▶ Source extract:
Writing Your Own External Functions

External Functions

In XQuery, a module may declare both user-defined and external functions (see http://www.w3.org/TR/xquery-30/#FunctionDeclns). User-defined functions are implemented as XQuery expressions and their implementation is provided together with their declaration. In contrast, external functions are typically implemented in a host language other than XQuery, and their implementation is not inside the declaring module. As a result, to support external functions, XQuery processors must provide mechanisms by which (1) the implementation of an external function can be located, (2) values for function parameters are passed from the XQuery runtime environment to the host language, and (3) the result of the function is passed back from the host language to the XQuery runtime environment. We call step (1) external function resolution. Steps (2) and (3) are part of external function invocation.In Zorba, the C++ API provides the "glue" between the XQuery processor and the hosting environment into which external functions are implemented. Related code examples can be found here.

Implementation

In Zorba, external functions must be implemented as instances of the ExternalFunction class. We refer to such instances as external function objects. During its evaluation, an external function may or may not need to access the static or dynamic contexts of the invoking XQuery module. If the function implementation does need to access either context, the function is referred to as contextual; otherwise, it is non-contextual. Zorba provides classes ContextualExternalFunction and NonContextualExternalFunction to differentiate between contextual and non-contextual external functions, respectively. Both are abstract subclasses of ExternalFunction and provide a (virtual) evaluate() method that serves as the implementation of an external function. For each external function, an application must provide a concrete subclass of either of these classes.

Invocation

Invoking an external function boils down to invoking the evaluate() method on the associated function object. The first parameter of evaluate() is a vector of pointers to ItemSequence objects. During invocation, the given vector will contain one entry for each parameter listed in the external function declaration. The Zorba XQuery processor makes sure that the types of the item sequences given to evaluate() match the types of the formal parameters. Similarly, evaluate() returns the result of the function as an ItemSequence. Again, Zorba makes sure that the type of the returned ItemSequence matches the declared return type of the function. If the function is contextual, its evaluate() method has two additional parameters; they are pointers to the static and dynamic contextes of the module declaring the function.

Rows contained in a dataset

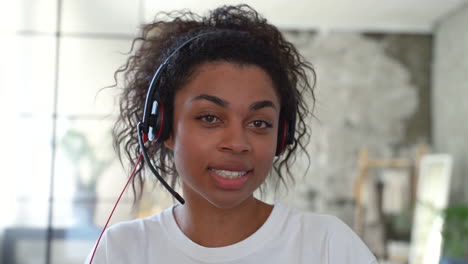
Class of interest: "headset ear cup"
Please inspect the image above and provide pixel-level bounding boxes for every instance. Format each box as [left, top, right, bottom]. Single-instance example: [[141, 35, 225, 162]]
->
[[148, 101, 165, 142]]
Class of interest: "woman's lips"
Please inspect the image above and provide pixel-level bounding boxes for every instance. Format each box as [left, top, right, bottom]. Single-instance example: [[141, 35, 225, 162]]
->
[[208, 169, 252, 191]]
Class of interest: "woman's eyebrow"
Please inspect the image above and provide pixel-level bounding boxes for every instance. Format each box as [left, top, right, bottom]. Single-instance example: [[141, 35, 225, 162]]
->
[[250, 100, 278, 112], [190, 94, 229, 108], [190, 94, 278, 112]]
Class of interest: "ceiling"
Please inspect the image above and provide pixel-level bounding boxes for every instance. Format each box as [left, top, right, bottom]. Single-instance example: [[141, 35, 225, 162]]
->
[[145, 0, 468, 33]]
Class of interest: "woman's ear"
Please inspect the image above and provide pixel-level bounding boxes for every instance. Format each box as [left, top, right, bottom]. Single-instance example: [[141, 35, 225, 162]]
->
[[164, 135, 174, 150]]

▶ Task instructions:
[a] Transcribe the passage on Zorba external functions from "Invoking an external" up to and including "declaring the function.".
[b] Please give the rows as a numbered list, from the start of the rows up to and including the line with "94, 278, 112]]". Leave out blank lines and pictures.

▶ Responses per task:
[a]
Invoking an external function boils down to invoking the evaluate() method on the associated function object. The first parameter of evaluate() is a vector of pointers to ItemSequence objects. During invocation, the given vector will contain one entry for each parameter listed in the external function declaration. The Zorba XQuery processor makes sure that the types of the item sequences given to evaluate() match the types of the formal parameters. Similarly, evaluate() returns the result of the function as an ItemSequence. Again, Zorba makes sure that the type of the returned ItemSequence matches the declared return type of the function. If the function is contextual, its evaluate() method has two additional parameters; they are pointers to the static and dynamic contextes of the module declaring the function.

[b]
1. Class of interest: "headset ear cup"
2. Please inspect the image above and provide pixel-level bounding boxes for every instance. Format each box as [left, top, right, bottom]. Single-instance example: [[141, 35, 225, 162]]
3. ->
4. [[148, 101, 165, 142]]
5. Class of interest: "woman's lips"
6. Please inspect the image above and provide pixel-level bounding boxes for every instance. Format each box as [left, top, right, bottom]. Single-instance example: [[141, 35, 225, 162]]
7. ->
8. [[208, 169, 252, 191]]
9. Class of interest: "woman's eyebrow"
10. Please inspect the image above and provide pixel-level bounding boxes for every instance. Format each box as [left, top, right, bottom]. Single-instance example: [[141, 35, 225, 162]]
11. ->
12. [[250, 100, 278, 112], [190, 94, 229, 108], [190, 94, 278, 112]]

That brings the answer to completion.